▸ **Extrait fourni**
■ ■ ■ ■
Le choc d'Histoire d'O (article paru le 01/09/1975 dans l'Express) par Madeleine Chapsal

 

medium_le_choc.jpgLa sortie à l’écran d’Histoire d’O, tourné par Just Jaeckin (1), est-elle un acte de violence? Sans doute, mais d’une tout autre violence que celle des films féroces qui triomphent actuellement aux Etats-Unis, ou au Japon, avant de venir ici.
Dans Les Dents de la mer (Jaws), qui battent tous les records aux Etats-Unis, on voit un requin monstre couper sanguinairement les jambes des enfants.

Dans Rollerballs, à coups de billes d’acier et de gants à crochets, le jeu, devant deux milliards de téléspectateurs en 1990, est de faire massacrer les autres à mort, si l’on veut se sauver, comme, au plus bas de la Décadence, les gladiateurs romains.

"Bénissez le ciel pour les moments où quelqu’un s’évanouit dans vos bras et vous dans les siens. Là, vous touchez aux nuages, à l’eau courante, vous êtes un souffle dans le vent."

Ces réalisations, qui sont pourtant loin d’être les plus brutales après le succès international d’Orange mécanique sonnent le spectateur par une atrocité si gratuite qu’il en perd toute possibilité de réflexion.
Ces films d’outrance ont peut-être leurs raisons. Mais le spectateur, horrifié, parfois au bord de l’évanouissement, est-il capable de les "déchiffrer" ?

La violence que nous fait Histoire d’O fait appel à l’intelligence.

Elle invite à réfléchir sur des habitudes mentales pour accepter de découvrir les choses du coeur, du corps et de l’esprit.

Ça n’est pas toujours facile. En vérité, ce ne le fut jamais...

Les Confessions de Jean-Jacques Rousseau donnèrent bien mauvaise réputation à leur auteur. Le chef-d’oeuvre de Baudelaire Les Fleurs du mal fut interdit. Madame Bovary conduisit Gustave Flaubert devant les tribunaux. Plus près de nous encore, D.H. Lawrence fut longtemps persécuté pour avoir écrit L’Amant de lady Chatterley. Et son Corydon valut à André Gide des années d’opprobre.

Si, par la suite, pour eux tous, ce furent la gloire et le respect, c’est qu’avec le temps un 'travail' se fait. L’effort de tolérance porte ses fruits et l’évolution veut que ce qui apparaissait au début comme une atteinte à la sensibilité et aux bonnes moeurs se révèle, si l’oeuvre en vaut la peine, civilisateur.


Or, Histoire d’O a désormais vingt ans, et son message, une représentation figurée de la violence, réelle mais non avouée, des rapports entre les hommes et les femmes, peut sans scandale sortir de la clandestinité et du petit cercle d’une élite intellectuelle.

Ce qui se passe entre O et ses amants, c’est ce qui arrive tous les jours, à mots voilés, à gestes amortis, chez les couples — fausse douceur parfois plus meurtrière encore que la violence ouverte.
Et pas seulement dans l’amour. C’est à tous les niveaux qu’entre les hommes et les femmes il y a la "bataille" ... D’où la portée d’Histoire d’O.
■ ■ ■ ■
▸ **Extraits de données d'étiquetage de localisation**
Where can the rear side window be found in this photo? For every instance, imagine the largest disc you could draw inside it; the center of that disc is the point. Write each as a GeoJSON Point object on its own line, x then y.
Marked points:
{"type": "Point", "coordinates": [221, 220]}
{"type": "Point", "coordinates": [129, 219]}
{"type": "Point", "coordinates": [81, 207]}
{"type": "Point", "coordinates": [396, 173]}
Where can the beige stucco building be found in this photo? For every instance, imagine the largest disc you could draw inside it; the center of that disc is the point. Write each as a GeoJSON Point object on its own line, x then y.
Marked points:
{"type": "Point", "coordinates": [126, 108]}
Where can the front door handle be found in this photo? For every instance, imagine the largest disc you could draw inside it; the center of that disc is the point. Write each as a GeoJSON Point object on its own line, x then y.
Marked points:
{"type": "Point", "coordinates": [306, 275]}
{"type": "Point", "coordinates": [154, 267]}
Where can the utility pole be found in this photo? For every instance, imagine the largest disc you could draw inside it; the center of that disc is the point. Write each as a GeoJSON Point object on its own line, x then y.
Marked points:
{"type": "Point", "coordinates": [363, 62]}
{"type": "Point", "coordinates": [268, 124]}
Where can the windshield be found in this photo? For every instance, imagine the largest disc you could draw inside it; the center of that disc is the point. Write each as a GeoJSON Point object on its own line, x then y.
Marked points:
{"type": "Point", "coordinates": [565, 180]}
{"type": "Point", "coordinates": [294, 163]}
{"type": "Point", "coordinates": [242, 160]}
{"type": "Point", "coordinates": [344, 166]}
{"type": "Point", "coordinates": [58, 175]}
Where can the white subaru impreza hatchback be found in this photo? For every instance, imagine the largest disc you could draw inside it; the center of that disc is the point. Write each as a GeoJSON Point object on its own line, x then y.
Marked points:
■ ■ ■ ■
▸ **Consignes de l'exercice**
a - Restituez mot pour mot le passage de l'article sur Histoire d'O qui va de « medium_le_choc.jpgLa sortie à » jusqu'à « de venir ici. ».
b - Présentez sous forme de tableau Markdown, avec les colonnes Numéro et Ligne, les lignes des enregistrements qui vont de celle contenant « Where can the white » jusqu'à la fin des enregistrements, ces deux bornes incluses. Laissez de côté les lignes vides.

▸ **Réponses par consigne**
a -
medium_le_choc.jpgLa sortie à l’écran d’Histoire d’O, tourné par Just Jaeckin (1), est-elle un acte de violence? Sans doute, mais d’une tout autre violence que celle des films féroces qui triomphent actuellement aux Etats-Unis, ou au Japon, avant de venir ici.

b -
| Numéro | Ligne |
|---|---|
| 1 | Where can the white subaru impreza hatchback be found in this photo? For every instance, imagine the largest disc you could draw inside it; the center of that disc is the point. Write each as a GeoJSON Point object on its own line, x then y. |
| 2 | Marked points: |